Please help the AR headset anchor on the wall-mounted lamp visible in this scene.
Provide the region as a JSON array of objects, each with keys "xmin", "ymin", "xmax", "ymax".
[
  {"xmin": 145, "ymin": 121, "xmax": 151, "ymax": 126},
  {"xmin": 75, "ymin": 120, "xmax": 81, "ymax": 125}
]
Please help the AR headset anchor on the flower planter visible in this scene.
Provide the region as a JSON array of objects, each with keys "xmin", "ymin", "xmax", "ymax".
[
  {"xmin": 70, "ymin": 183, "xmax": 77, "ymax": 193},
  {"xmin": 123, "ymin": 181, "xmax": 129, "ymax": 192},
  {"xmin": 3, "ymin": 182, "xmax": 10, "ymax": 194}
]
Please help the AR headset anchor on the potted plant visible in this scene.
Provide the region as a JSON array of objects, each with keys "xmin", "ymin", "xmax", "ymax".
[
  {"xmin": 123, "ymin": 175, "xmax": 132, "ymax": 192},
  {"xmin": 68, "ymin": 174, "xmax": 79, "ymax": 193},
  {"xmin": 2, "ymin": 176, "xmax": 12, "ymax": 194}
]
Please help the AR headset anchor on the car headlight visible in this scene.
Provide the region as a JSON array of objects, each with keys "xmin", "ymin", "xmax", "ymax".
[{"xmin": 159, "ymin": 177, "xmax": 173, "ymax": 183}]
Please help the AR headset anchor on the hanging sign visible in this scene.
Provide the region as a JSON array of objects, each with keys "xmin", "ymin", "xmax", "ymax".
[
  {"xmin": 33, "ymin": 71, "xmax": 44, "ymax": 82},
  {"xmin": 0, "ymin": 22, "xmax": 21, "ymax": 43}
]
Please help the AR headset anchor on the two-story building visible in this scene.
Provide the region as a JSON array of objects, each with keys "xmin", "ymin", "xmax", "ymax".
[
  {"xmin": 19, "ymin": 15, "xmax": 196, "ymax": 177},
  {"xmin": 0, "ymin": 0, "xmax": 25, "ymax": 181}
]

══════════════════════════════

**Exercise brief**
Which of the lines in the material carry the string "Please"? Pull them out.

**Solution to the problem**
Please help the AR headset anchor on the wall-mounted lamp visible in this scene.
Please help the AR headset anchor on the flower planter visible in this scene.
Please help the AR headset anchor on the potted plant visible in this scene.
Please help the AR headset anchor on the car headlight visible in this scene.
Please help the AR headset anchor on the hanging sign visible in this scene.
Please help the AR headset anchor on the two-story building visible in this scene.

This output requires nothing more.